=== Aim ===
Please render the records as a Markdown table with the columns Row and Entry line, giving each line its own numbered row and skipping blank lines. Cover only the stretch that starts with the line containing "the lanyard in this photo." and runs through the end of the records.

-- Data provided start --

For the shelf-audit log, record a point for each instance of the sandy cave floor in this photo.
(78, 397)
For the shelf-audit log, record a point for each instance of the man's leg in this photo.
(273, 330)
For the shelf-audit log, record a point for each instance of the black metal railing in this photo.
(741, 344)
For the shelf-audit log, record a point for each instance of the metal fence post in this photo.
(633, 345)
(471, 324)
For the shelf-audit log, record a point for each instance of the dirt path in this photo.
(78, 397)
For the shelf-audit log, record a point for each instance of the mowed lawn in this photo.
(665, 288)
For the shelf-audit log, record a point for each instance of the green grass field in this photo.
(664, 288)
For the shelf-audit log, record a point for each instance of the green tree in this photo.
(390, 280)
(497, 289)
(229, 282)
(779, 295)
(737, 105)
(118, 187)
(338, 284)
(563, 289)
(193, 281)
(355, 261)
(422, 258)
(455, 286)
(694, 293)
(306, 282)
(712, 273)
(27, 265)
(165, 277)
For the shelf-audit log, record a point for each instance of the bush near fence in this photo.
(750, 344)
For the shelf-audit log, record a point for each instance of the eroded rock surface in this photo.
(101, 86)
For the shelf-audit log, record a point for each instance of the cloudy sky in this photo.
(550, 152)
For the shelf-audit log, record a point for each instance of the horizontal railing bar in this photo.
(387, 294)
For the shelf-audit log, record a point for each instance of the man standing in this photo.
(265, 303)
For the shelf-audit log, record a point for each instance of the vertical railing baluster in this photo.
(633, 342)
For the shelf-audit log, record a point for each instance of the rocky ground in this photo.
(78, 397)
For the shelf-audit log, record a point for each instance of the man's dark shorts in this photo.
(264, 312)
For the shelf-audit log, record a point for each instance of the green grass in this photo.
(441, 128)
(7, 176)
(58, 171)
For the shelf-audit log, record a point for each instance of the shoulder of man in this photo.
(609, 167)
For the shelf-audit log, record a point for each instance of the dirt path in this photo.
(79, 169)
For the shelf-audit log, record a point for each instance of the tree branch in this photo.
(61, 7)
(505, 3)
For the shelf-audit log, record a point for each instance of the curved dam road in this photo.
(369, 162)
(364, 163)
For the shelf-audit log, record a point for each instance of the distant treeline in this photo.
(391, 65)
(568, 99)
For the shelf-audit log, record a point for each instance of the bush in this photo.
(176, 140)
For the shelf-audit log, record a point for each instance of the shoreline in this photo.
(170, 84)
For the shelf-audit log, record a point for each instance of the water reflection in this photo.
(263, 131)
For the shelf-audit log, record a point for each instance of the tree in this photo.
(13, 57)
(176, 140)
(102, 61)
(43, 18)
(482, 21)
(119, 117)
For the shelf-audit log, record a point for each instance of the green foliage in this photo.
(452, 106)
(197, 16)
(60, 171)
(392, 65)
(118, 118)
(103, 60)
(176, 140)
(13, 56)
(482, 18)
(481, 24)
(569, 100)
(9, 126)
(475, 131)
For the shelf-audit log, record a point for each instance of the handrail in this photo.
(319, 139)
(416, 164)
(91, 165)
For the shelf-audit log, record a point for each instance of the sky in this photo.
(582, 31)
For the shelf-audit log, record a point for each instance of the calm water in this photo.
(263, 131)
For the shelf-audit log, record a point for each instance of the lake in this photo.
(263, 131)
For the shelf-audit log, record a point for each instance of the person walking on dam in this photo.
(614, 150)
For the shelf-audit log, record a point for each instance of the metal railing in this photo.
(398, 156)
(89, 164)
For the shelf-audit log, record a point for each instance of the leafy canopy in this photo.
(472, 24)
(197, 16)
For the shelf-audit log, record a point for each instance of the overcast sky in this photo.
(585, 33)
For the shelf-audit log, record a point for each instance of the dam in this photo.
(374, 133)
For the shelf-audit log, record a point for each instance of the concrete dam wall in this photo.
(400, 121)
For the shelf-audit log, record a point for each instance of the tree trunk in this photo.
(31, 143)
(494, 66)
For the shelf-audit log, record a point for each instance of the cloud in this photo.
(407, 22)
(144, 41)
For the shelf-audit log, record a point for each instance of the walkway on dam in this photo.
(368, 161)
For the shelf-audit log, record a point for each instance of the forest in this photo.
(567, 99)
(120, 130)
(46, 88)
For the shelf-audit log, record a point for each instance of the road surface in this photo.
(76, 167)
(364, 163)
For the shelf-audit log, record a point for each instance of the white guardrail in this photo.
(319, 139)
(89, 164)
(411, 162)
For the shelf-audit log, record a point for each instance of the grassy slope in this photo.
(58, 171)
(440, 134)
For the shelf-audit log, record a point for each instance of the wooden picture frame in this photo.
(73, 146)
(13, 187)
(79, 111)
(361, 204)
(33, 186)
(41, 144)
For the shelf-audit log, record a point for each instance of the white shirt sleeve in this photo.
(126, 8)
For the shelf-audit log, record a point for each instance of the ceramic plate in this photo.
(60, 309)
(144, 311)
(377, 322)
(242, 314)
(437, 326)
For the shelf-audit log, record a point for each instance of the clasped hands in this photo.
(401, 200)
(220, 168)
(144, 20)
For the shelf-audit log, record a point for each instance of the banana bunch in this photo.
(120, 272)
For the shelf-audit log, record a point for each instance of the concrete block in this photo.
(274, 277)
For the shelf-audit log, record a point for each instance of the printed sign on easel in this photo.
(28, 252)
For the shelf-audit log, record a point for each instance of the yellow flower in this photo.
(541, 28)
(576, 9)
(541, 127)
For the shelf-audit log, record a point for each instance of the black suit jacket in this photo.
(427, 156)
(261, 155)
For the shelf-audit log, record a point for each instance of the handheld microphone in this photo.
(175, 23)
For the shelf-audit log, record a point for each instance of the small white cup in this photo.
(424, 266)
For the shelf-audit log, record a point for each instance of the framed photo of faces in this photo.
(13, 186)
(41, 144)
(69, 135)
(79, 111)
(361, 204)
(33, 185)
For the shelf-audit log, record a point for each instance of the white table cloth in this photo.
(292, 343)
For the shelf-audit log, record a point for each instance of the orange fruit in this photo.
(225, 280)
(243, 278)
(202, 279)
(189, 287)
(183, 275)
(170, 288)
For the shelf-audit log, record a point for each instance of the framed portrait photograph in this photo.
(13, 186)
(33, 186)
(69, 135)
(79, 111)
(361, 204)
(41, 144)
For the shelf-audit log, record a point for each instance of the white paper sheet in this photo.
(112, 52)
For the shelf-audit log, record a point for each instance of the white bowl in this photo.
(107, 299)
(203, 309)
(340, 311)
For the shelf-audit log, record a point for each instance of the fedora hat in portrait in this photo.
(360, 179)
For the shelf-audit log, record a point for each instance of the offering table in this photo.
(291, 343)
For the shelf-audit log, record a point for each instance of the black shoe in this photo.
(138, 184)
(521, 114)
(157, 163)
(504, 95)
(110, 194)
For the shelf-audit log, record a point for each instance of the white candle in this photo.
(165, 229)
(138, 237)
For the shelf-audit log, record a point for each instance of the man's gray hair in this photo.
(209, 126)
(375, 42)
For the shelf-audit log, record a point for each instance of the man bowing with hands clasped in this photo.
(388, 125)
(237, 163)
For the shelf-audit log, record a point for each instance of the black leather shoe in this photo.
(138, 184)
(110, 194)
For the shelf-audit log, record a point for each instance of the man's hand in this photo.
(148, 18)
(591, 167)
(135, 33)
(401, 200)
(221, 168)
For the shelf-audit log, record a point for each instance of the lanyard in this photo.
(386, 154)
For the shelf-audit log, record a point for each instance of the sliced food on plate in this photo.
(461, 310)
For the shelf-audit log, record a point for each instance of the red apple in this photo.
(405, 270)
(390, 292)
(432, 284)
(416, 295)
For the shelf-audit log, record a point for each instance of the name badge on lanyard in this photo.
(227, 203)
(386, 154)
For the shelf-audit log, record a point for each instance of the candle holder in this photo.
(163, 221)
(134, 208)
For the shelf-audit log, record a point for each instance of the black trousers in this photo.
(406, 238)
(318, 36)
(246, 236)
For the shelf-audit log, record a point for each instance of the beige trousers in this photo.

-- Data provided end --

=== Output ===
| Row | Entry line |
|---|---|
| 1 | For the shelf-audit log, record a point for each instance of the lanyard in this photo. |
| 2 | (386, 154) |
| 3 | For the shelf-audit log, record a point for each instance of the sliced food on plate in this photo. |
| 4 | (461, 310) |
| 5 | For the shelf-audit log, record a point for each instance of the red apple in this photo. |
| 6 | (405, 270) |
| 7 | (390, 292) |
| 8 | (432, 284) |
| 9 | (416, 295) |
| 10 | For the shelf-audit log, record a point for each instance of the name badge on lanyard in this photo. |
| 11 | (227, 203) |
| 12 | (386, 154) |
| 13 | For the shelf-audit log, record a point for each instance of the candle holder in this photo. |
| 14 | (163, 221) |
| 15 | (134, 208) |
| 16 | For the shelf-audit log, record a point for each instance of the black trousers in this photo. |
| 17 | (406, 238) |
| 18 | (318, 36) |
| 19 | (246, 236) |
| 20 | For the shelf-audit log, record a point for each instance of the beige trousers in this photo. |